§ **EXERCISE INSTRUCTIONS**
Write out every one of the following items without changing anything.

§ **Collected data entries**
==================================================
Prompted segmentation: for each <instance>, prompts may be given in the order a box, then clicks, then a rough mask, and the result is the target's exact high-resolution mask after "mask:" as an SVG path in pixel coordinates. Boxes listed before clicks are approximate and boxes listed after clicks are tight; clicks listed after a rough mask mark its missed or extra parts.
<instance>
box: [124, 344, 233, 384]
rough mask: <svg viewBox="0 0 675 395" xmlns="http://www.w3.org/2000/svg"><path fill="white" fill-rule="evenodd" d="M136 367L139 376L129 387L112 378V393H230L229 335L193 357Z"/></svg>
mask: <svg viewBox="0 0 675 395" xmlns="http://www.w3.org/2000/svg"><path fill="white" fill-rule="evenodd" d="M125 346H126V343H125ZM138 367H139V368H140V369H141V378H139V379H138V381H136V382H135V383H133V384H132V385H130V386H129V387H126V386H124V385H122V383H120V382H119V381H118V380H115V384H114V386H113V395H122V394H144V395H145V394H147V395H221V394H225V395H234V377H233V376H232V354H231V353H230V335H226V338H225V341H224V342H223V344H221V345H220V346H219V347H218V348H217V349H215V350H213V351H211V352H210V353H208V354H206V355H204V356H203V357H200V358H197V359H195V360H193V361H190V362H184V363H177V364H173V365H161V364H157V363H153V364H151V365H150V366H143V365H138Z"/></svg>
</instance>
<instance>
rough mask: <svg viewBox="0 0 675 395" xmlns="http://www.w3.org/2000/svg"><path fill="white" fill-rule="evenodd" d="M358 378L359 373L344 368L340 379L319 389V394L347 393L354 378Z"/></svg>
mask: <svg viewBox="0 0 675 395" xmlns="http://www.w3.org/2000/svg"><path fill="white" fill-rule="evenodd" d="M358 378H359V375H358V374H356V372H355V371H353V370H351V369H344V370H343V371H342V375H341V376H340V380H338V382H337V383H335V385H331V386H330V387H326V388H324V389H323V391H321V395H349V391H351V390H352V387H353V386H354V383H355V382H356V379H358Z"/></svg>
==================================================
§ **PROBLEM SOLUTION**
Prompted segmentation: for each <instance>, prompts may be given in the order a box, then clicks, then a rough mask, and the result is the target's exact high-resolution mask after "mask:" as an SVG path in pixel coordinates. Boxes listed before clicks are approximate and boxes listed after clicks are tight; clicks listed after a rough mask mark its missed or extra parts.
<instance>
box: [124, 344, 233, 384]
rough mask: <svg viewBox="0 0 675 395" xmlns="http://www.w3.org/2000/svg"><path fill="white" fill-rule="evenodd" d="M136 367L139 376L129 387L112 378V393H230L229 335L193 357Z"/></svg>
mask: <svg viewBox="0 0 675 395" xmlns="http://www.w3.org/2000/svg"><path fill="white" fill-rule="evenodd" d="M125 346H126V343H125ZM138 367H139V368H140V369H141V378H139V379H138V381H136V382H135V383H133V384H132V385H130V386H129V387H126V386H124V385H122V383H120V382H119V381H118V380H115V384H114V386H113V395H122V394H144V395H145V394H147V395H221V394H225V395H234V377H233V376H232V354H231V353H230V335H226V338H225V341H224V342H223V344H221V345H220V346H219V347H218V348H217V349H215V350H213V351H211V352H210V353H208V354H206V355H204V356H203V357H200V358H197V359H195V360H193V361H190V362H184V363H177V364H173V365H161V364H157V363H153V364H151V365H150V366H143V365H138Z"/></svg>
</instance>
<instance>
rough mask: <svg viewBox="0 0 675 395" xmlns="http://www.w3.org/2000/svg"><path fill="white" fill-rule="evenodd" d="M358 378L359 373L344 368L340 379L319 389V394L347 393L354 378Z"/></svg>
mask: <svg viewBox="0 0 675 395" xmlns="http://www.w3.org/2000/svg"><path fill="white" fill-rule="evenodd" d="M358 378H359V375H358V374H356V372H355V371H353V370H351V369H344V370H343V371H342V375H341V376H340V380H338V382H337V383H335V385H331V386H330V387H326V388H324V389H323V391H321V395H349V391H351V390H352V387H353V386H354V383H355V382H356V379H358Z"/></svg>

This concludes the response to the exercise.